> _Latihan 1_: Laporkan setiap baris catatan di bawah yang memuat kata "line", dan perhatikan bahwa huruf besar dan huruf kecil dibedakan.

> _Teks_:
++++++++++
Begitu pula ketika melanjutkan ke SMA. Lagi-lagi saya membuat “ulah”, sehingga guru Sejarah saya murka. Di depan teman-teman di ruang kelas, saya mendemonstrasikan sikap yang seharusnya “tidak pantas” dilakukan seorang siswa (anak didik). Melihat sikap saya itu, guru Sejarah itu pun mengamuk, menghajar saya, lagi-lagi ibarat menghajar musuh. Bahkan peristiwa itu membuat seluruh sivitas kampus (terdiri dari tiga sekolah SMA, SMEA, dan SPG dari satu Yayasan) menjadi gempar, karena ada yang menafsirkan situasi saat itu, saya seakan-akan menunjukkan sikap perlawanan. Kembali saya harus mendapat “hadiah” diskor dari sekolah. Hal yang nyaris sama juga dialami teman-teman lainnya bila melakukan kesalahan.
Tapi, hubungan yang sangat problematik itu tidak menimbulkan rasa dendam sedikitpun. Rasa kecewa dan sakit hati sesaat, pasti ada dan manusiawi, tapi setelah itu, semuanya kembali berjalan normal. Kondisi itu, tidak mengurangi rasa hormat kami (saya) sedikit pun kepada guru. Interaksi kami (saya) dengan para guru sebagaimana layaknya anak kepada orangtuanya.
Bahwa pada suatu saat seorang orangtua merasa jengah dengan sikap anak-anaknya sehingga memancing amarah dan sikap kasar, adalah sebuah proses interaksi yang manusiawi. Asal semuanya dilandasi oleh niat yang baik untuk kepentingan dan kebaikan masa depan anak-anaknya. Tidak lebih dari itu. Saya yakin, guru-guru saya (kami/kita) dulu dan juga guru-guru yang saat ini sedang menghadapi kasus hukum karena dikriminalisasi, tidak mempunyai niat sedikit pun untuk menghancurkan masa depan anak didiknya dengan “perlakuan mengesankan” itu.
***
Guru-guru tempo doeloe, seperti guru-guru kami (saya) di SD, menjalankan tugas mengajar dan mendidik tanpa pamrih. Kadang dalam mengajar mereka tidak lupa menyelipkan pesan-pesan moral dan spirit untuk tetap optimis. Berani menggantungkan cita-cita setinggi langit, meski fakta secara ekonomis sungguh adalah sesuatu yang mustahal.
++++++++++
> _Latihan 2_: Tuliskan ulang bagian teks tentang guru di atas, dari "Begitu pula ketika" sampai "bila melakukan kesalahan.".

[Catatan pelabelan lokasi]
++++++++++
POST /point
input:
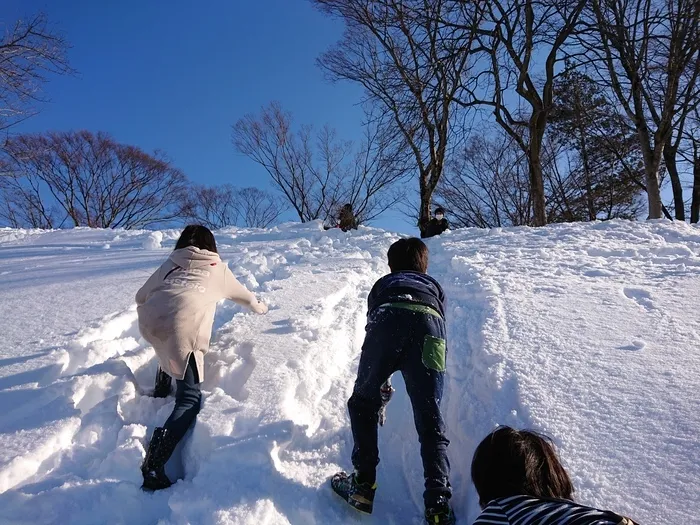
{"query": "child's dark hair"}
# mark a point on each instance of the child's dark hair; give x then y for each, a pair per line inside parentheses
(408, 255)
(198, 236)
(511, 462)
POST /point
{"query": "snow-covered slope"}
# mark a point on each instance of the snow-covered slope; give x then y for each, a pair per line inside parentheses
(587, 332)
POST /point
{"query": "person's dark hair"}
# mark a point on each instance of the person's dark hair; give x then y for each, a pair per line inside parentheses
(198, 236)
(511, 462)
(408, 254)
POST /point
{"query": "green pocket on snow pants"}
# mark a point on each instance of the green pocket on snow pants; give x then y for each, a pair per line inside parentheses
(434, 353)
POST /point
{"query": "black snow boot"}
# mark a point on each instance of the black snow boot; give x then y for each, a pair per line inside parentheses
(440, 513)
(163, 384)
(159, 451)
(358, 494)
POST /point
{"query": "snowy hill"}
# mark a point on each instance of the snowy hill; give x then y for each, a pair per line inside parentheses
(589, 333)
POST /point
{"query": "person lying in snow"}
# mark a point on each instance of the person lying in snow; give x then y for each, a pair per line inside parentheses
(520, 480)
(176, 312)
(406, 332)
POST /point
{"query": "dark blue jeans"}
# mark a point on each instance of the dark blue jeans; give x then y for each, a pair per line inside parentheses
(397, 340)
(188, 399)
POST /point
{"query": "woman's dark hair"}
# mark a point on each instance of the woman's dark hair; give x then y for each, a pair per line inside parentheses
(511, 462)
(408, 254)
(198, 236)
++++++++++
> _Jawaban yang Diharapkan 1_:
# mark a point on each instance of the child's dark hair; give x then y for each, a pair per line inside parentheses
# mark a point on each instance of the snow-covered slope; give x then y for each, a pair per line inside parentheses
# mark a point on each instance of the person's dark hair; give x then y for each, a pair per line inside parentheses
# mark a point on each instance of the green pocket on snow pants; give x then y for each, a pair per line inside parentheses
# mark a point on each instance of the black snow boot; give x then y for each, a pair per line inside parentheses
# mark a point on each instance of the snowy hill; give x then y for each, a pair per line inside parentheses
# mark a point on each instance of the person lying in snow; give x then y for each, a pair per line inside parentheses
# mark a point on each instance of the dark blue jeans; give x then y for each, a pair per line inside parentheses
# mark a point on each instance of the woman's dark hair; give x then y for each, a pair per line inside parentheses

> _Jawaban yang Diharapkan 2_:
Begitu pula ketika melanjutkan ke SMA. Lagi-lagi saya membuat “ulah”, sehingga guru Sejarah saya murka. Di depan teman-teman di ruang kelas, saya mendemonstrasikan sikap yang seharusnya “tidak pantas” dilakukan seorang siswa (anak didik). Melihat sikap saya itu, guru Sejarah itu pun mengamuk, menghajar saya, lagi-lagi ibarat menghajar musuh. Bahkan peristiwa itu membuat seluruh sivitas kampus (terdiri dari tiga sekolah SMA, SMEA, dan SPG dari satu Yayasan) menjadi gempar, karena ada yang menafsirkan situasi saat itu, saya seakan-akan menunjukkan sikap perlawanan. Kembali saya harus mendapat “hadiah” diskor dari sekolah. Hal yang nyaris sama juga dialami teman-teman lainnya bila melakukan kesalahan.